Supplied data »
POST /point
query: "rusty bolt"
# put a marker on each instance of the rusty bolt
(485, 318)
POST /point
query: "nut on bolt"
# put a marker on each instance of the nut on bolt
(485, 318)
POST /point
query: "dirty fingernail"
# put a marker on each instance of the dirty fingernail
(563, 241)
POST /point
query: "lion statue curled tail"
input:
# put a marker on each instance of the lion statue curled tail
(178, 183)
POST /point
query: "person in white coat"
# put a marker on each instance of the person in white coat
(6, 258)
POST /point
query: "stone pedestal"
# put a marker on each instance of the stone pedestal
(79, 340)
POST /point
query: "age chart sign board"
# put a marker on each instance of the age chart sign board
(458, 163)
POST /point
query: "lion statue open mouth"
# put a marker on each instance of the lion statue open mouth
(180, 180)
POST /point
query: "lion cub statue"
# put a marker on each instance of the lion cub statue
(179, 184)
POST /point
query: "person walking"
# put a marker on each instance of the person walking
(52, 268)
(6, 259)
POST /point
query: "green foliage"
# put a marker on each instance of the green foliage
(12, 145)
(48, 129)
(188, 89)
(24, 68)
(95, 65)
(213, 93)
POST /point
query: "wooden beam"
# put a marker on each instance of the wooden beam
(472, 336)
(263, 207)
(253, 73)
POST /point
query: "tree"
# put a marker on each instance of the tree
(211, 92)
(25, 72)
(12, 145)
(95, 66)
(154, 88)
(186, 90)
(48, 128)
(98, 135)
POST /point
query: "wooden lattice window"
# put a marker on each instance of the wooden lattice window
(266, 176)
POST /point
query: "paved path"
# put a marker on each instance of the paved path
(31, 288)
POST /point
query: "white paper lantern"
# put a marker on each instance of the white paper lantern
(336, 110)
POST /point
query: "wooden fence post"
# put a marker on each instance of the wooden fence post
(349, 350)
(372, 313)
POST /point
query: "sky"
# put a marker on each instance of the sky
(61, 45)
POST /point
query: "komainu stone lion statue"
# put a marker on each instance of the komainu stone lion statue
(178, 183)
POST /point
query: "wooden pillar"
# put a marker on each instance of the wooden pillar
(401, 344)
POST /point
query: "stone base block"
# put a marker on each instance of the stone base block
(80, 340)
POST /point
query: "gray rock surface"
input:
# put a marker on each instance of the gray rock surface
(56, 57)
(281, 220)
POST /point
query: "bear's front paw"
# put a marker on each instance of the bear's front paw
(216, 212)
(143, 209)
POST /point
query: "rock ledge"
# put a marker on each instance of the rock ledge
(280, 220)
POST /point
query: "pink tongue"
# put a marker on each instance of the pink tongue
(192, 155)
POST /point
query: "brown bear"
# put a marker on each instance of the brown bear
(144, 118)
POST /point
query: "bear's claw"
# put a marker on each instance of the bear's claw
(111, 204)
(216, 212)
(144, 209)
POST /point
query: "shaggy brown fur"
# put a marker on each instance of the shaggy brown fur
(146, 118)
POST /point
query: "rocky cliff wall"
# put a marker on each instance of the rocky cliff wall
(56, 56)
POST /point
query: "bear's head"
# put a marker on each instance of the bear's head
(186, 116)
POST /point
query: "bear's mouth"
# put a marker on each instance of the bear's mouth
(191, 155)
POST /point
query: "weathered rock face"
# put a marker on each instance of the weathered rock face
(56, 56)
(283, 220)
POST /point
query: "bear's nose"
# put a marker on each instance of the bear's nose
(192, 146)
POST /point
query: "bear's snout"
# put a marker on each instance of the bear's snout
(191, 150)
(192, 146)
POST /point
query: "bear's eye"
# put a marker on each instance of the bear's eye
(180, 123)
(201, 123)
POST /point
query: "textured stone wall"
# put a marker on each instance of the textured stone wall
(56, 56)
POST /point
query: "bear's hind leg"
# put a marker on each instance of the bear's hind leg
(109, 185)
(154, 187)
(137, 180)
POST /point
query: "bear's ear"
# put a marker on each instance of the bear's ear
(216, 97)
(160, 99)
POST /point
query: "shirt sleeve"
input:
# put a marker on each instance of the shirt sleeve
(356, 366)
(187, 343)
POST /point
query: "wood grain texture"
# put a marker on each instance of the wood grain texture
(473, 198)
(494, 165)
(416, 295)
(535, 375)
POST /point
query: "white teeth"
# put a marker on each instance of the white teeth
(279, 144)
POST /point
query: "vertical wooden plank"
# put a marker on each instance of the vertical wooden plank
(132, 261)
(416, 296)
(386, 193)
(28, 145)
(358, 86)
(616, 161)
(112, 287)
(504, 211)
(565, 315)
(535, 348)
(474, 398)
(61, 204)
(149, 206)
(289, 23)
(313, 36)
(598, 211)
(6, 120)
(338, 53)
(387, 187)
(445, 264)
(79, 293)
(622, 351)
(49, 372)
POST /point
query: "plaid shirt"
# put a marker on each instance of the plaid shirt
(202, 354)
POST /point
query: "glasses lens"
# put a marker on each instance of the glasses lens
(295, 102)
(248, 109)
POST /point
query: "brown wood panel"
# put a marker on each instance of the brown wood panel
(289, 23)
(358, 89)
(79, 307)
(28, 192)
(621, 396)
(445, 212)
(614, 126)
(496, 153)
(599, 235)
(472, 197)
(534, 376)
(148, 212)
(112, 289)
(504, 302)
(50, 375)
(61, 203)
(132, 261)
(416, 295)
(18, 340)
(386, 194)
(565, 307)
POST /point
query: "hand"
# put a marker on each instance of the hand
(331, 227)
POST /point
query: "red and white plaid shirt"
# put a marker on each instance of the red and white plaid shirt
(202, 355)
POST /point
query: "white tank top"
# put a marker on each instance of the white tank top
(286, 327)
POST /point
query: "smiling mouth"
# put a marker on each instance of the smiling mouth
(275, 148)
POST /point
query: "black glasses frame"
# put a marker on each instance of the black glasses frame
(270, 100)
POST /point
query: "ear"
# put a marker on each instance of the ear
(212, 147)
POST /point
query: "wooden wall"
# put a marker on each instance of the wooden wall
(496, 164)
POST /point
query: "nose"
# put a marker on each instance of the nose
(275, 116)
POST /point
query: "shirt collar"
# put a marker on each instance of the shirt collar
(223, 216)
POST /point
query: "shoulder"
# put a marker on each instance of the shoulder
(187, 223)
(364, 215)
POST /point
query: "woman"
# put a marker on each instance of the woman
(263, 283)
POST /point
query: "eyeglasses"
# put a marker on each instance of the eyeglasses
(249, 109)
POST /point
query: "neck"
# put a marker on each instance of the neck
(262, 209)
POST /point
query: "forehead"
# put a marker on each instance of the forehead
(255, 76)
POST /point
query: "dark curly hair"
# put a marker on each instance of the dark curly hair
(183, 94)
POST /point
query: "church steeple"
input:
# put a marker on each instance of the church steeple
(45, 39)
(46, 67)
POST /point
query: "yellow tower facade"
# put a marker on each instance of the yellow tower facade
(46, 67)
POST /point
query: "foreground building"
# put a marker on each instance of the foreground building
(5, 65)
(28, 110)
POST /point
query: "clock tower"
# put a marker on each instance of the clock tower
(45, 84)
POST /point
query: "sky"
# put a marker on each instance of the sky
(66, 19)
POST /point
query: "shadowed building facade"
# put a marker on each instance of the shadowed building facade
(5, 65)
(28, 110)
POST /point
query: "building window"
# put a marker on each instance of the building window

Requirement » Tally how many lines of the records contain the string "sign". Give only the number.

Correct result » 2